> **What is required**
Return the data below in full. Keep each character unchanged.
(Data for review begins)
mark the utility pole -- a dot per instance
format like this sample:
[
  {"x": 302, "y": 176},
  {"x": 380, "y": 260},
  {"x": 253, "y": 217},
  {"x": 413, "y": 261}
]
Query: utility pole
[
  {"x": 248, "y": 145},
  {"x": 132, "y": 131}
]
(Data for review ends)
> **Solution for this problem**
mark the utility pole -- a dot per instance
format like this sample:
[
  {"x": 302, "y": 176},
  {"x": 380, "y": 260},
  {"x": 253, "y": 217},
  {"x": 413, "y": 261}
]
Query: utility pole
[
  {"x": 248, "y": 145},
  {"x": 132, "y": 131}
]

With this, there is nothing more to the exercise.